Task statement:
Scale the entries in the part that opens with the line containing "of the seawater." and closes with the line containing "foam on water.", both lines included. Repeat every line there, requests included, but multiply each point coordinate in the answers by 2.5 and round it to a whole number, rounding halves up.

Supplied records:

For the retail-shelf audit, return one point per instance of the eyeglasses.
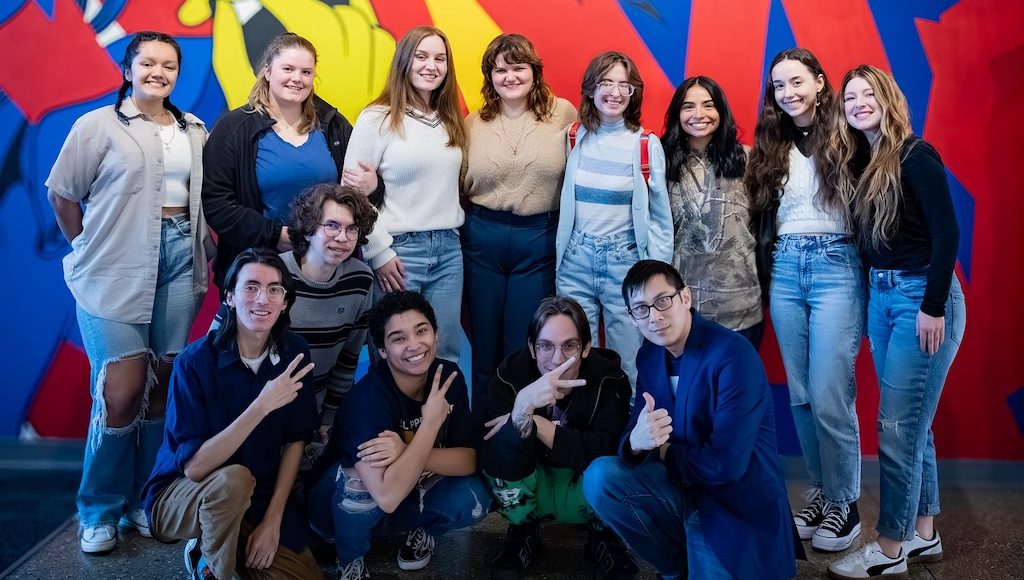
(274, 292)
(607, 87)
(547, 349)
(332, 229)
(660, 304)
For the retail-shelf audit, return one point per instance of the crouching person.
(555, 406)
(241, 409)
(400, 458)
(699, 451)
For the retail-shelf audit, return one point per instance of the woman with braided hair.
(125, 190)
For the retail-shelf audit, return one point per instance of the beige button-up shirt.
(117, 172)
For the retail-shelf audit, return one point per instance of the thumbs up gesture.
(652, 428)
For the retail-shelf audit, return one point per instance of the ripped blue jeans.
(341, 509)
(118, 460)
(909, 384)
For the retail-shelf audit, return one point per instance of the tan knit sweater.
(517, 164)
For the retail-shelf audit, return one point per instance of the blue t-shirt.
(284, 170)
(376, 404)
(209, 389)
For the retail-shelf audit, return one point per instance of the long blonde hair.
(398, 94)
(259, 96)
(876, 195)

...

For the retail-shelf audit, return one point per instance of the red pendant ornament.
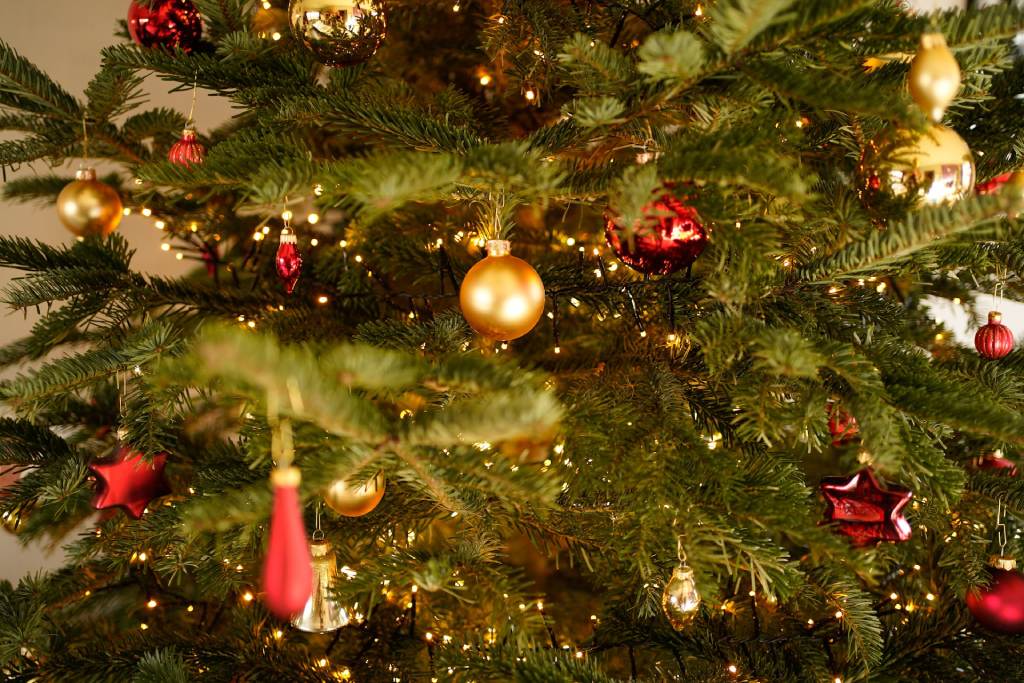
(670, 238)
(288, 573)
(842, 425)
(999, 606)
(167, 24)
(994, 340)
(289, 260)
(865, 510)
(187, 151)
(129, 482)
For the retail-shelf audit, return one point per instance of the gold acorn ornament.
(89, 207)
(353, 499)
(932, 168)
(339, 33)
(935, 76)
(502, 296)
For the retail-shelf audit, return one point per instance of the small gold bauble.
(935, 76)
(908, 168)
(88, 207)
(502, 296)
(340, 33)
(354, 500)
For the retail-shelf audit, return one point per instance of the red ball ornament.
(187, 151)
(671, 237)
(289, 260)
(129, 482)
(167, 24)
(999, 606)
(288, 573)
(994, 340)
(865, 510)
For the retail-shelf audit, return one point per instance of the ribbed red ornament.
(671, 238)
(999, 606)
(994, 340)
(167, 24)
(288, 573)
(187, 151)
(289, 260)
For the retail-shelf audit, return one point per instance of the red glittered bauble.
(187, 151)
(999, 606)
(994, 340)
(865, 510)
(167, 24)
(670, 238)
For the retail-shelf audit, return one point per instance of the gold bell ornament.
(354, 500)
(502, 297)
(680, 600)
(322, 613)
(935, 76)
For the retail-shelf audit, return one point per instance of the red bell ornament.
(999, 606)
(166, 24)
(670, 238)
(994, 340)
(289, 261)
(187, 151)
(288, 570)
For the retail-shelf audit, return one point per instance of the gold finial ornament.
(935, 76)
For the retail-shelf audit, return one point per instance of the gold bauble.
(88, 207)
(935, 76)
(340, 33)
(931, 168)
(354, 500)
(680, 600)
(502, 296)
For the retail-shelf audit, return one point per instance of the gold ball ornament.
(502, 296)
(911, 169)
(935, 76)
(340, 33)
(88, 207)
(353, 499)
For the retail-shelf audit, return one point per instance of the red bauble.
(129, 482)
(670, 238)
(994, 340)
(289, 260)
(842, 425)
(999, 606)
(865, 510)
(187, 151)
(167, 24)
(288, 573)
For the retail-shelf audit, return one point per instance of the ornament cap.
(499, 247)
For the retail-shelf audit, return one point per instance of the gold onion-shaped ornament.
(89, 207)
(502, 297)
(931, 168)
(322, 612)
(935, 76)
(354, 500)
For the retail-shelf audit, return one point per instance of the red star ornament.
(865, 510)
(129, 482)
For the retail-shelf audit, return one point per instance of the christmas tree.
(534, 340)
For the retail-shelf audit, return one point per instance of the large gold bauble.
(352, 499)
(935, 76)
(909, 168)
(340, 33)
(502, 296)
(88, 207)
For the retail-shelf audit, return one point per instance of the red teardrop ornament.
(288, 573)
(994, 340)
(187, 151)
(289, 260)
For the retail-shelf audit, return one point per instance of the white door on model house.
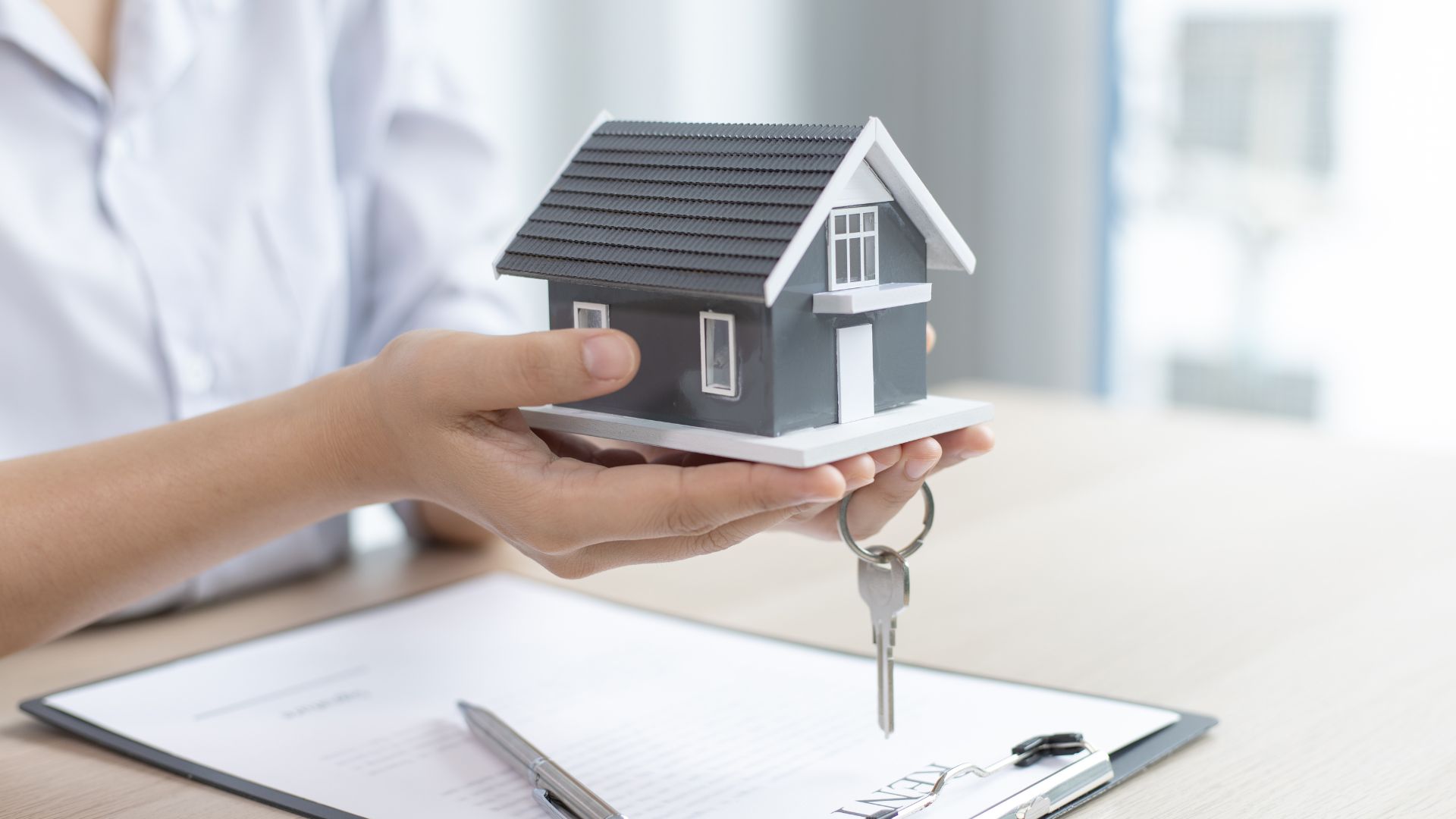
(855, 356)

...

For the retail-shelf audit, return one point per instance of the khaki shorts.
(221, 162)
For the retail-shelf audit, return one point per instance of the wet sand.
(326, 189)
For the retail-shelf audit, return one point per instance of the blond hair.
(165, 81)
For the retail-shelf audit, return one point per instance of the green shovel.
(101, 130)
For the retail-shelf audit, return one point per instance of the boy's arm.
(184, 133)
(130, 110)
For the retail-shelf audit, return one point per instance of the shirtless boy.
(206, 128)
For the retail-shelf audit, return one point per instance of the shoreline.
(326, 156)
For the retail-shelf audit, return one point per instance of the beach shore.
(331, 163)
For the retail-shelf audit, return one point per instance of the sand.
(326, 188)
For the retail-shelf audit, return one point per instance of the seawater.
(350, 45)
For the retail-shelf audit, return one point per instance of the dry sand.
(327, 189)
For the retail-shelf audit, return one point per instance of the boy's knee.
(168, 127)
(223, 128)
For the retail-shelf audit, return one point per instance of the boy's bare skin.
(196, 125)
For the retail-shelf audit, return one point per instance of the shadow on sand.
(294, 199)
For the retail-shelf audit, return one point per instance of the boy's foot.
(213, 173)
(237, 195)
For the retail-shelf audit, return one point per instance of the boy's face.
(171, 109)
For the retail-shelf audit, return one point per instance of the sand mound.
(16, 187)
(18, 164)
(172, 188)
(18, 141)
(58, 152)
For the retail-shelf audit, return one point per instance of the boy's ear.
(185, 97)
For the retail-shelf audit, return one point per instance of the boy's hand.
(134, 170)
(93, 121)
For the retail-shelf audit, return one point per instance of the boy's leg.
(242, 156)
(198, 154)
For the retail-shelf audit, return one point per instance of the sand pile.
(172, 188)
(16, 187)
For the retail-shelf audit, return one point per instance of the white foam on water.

Written response:
For the retail-shelf audit, return one point per instance of the seawater.
(875, 113)
For the retail-shelf audit, return one point per instance of the dry sand.
(818, 473)
For the retail-shelf audit, return one point per instance of the boy's knee.
(420, 318)
(558, 320)
For the retail-shelf audit, return one point per instance of the boy's bare skin.
(490, 313)
For the retail-shelf audit, return one point per instance of the shadow on sand.
(735, 498)
For the retail-shelf audit, return one point per instance of the boy's foot.
(533, 433)
(593, 488)
For the retail-shelf audit, return one point per instance of the boy's face.
(428, 273)
For the retail-shelf audit, return one point per instance of the sand mound.
(40, 468)
(45, 410)
(430, 470)
(45, 353)
(145, 380)
For the retail-shelf audit, return one point per instance of the boy's ear.
(463, 243)
For the retail-shelf audit, return one point per instance of the boy's hand.
(335, 425)
(233, 303)
For the retail-shelf audit, return one point per instance of the boy's leg.
(605, 390)
(495, 385)
For the retail-shelf audit, return one point per instance of the sand pile.
(430, 470)
(40, 468)
For the retail-shelf audit, return one point per instance of the white foam on water.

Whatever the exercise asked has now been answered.